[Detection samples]
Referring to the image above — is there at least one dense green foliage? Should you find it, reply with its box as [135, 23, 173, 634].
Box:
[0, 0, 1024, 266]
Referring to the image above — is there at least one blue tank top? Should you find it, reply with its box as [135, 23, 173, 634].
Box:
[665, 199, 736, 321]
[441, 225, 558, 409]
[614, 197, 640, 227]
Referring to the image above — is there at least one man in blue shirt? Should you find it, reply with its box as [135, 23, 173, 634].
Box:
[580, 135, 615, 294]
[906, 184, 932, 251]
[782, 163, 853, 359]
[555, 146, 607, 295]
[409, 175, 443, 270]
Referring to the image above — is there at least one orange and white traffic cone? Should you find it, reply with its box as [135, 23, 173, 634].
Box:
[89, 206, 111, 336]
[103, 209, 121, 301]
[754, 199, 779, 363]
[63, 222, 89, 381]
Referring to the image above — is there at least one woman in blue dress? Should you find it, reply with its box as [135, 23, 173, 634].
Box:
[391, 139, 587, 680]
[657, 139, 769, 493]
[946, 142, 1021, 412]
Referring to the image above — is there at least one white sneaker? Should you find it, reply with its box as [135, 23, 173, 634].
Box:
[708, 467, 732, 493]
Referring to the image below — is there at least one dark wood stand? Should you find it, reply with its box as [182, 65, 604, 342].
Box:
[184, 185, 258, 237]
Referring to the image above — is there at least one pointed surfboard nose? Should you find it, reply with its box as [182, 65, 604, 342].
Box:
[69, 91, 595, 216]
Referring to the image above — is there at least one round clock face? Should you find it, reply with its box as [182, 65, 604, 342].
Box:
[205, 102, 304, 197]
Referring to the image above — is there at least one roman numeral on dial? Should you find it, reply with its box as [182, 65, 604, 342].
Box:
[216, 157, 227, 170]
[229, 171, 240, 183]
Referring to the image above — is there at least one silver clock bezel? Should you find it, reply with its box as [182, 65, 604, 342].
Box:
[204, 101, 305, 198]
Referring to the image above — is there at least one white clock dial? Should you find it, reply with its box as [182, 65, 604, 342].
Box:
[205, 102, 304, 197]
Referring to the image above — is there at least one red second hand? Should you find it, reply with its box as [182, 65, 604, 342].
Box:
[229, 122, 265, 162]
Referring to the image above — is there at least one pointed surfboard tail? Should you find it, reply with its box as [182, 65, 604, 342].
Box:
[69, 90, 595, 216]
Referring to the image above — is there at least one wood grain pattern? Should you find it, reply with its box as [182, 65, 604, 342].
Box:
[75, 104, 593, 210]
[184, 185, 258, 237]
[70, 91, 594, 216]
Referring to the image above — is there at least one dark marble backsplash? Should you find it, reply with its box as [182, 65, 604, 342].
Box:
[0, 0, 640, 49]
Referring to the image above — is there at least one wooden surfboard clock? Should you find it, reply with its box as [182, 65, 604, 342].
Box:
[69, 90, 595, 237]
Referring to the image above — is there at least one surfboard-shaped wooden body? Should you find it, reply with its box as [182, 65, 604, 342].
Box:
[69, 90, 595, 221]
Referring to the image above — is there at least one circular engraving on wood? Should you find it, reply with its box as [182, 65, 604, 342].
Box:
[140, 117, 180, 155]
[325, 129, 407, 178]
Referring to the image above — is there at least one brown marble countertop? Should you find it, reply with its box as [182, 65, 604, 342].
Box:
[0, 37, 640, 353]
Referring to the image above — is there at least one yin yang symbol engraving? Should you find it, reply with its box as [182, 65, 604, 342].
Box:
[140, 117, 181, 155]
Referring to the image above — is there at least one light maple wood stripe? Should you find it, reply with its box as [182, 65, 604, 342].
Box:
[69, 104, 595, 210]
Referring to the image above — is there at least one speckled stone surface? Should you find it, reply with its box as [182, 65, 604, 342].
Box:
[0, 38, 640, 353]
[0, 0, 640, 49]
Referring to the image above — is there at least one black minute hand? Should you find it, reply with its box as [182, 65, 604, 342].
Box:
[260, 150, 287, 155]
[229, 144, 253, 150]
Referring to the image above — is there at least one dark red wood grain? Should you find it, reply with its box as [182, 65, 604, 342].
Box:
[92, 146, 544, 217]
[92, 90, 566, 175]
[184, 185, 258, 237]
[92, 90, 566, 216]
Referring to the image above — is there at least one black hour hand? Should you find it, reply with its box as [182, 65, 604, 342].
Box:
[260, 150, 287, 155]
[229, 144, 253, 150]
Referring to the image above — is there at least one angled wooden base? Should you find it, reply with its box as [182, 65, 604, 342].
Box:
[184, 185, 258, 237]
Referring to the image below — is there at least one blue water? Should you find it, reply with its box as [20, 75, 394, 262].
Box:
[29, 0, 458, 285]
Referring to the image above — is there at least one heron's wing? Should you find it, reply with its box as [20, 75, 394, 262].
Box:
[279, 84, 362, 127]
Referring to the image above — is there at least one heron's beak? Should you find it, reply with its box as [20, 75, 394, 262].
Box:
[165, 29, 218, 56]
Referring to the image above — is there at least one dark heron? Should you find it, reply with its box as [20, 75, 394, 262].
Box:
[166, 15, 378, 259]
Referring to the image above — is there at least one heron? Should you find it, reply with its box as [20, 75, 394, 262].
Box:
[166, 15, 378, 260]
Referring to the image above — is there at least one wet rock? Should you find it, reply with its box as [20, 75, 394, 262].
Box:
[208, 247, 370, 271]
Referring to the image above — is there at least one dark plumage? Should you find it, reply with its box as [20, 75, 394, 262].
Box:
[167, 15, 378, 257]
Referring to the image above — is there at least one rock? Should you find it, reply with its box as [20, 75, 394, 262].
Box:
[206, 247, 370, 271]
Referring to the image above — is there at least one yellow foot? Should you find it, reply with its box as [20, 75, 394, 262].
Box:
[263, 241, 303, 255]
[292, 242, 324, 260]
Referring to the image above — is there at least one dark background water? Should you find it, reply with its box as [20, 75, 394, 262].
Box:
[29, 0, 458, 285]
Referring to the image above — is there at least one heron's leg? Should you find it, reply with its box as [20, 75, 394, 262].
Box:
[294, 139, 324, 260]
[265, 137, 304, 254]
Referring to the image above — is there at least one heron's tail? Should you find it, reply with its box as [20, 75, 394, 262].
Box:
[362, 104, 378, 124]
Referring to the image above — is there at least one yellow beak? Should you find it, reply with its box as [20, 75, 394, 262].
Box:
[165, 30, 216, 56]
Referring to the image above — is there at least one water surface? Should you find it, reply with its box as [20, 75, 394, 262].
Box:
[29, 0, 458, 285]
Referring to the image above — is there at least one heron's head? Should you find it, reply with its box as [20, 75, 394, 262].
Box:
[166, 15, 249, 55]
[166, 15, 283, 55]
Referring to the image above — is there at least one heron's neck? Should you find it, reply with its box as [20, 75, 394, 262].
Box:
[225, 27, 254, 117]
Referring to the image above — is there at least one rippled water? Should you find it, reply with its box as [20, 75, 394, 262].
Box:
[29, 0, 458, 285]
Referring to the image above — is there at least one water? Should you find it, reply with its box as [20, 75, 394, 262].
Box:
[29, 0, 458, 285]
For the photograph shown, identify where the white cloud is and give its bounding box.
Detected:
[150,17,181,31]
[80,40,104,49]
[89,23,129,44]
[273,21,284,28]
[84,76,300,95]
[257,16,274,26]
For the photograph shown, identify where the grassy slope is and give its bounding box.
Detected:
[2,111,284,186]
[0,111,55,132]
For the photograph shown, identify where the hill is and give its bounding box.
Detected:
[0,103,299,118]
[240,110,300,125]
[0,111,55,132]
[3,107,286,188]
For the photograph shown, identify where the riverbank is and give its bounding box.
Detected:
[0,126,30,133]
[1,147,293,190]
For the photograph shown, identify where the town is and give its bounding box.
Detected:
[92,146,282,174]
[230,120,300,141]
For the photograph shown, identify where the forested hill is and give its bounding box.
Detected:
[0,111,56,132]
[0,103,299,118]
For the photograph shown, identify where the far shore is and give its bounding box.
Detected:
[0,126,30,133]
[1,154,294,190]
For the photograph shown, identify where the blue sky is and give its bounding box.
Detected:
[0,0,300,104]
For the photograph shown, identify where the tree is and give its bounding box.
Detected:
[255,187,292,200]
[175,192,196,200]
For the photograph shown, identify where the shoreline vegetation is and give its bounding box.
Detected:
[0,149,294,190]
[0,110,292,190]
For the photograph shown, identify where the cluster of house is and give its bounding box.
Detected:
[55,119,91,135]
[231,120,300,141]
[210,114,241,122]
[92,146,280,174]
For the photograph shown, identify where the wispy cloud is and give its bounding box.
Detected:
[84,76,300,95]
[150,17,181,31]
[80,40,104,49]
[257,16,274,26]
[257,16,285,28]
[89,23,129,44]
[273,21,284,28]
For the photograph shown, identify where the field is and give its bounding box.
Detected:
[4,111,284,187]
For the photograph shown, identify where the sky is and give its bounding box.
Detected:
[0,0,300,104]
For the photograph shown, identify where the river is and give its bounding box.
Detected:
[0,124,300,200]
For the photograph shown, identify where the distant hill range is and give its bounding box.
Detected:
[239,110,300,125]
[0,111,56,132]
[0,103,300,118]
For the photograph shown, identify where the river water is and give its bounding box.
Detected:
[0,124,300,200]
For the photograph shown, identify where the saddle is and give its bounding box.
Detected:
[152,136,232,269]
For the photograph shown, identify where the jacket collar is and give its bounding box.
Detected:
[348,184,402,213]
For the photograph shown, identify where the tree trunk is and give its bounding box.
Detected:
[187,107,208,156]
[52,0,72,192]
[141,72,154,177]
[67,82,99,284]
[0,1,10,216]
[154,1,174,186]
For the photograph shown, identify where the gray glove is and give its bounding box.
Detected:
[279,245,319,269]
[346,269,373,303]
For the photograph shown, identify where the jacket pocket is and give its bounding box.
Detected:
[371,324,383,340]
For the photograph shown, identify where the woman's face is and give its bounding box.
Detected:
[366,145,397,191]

* **Given problem**: Can you reproduce the data verbatim, from its very first line up to and including the line that contains "[63, 222, 89, 381]"?

* **Completed exercise**:
Referring to the image above — is there at least one dense green foliage? Should you find it, reply with its box as [135, 23, 173, 634].
Box:
[0, 0, 1024, 266]
Referring to the image above — is there at least one blue tank top? Should you find it, reply with its box as [135, 23, 173, 634].
Box:
[665, 199, 736, 321]
[441, 225, 558, 409]
[614, 197, 640, 227]
Referring to the image above — is there at least one man in blue shirt? Should you find it, reply with its box as [135, 23, 173, 634].
Box:
[580, 135, 615, 294]
[906, 184, 932, 251]
[782, 163, 853, 359]
[555, 146, 607, 295]
[409, 175, 443, 270]
Referring to the image above — is there at least one orange and white traffic cone? Should you find it, reply with its box as [135, 23, 173, 634].
Box:
[89, 206, 111, 336]
[103, 209, 121, 301]
[754, 199, 779, 363]
[63, 222, 89, 381]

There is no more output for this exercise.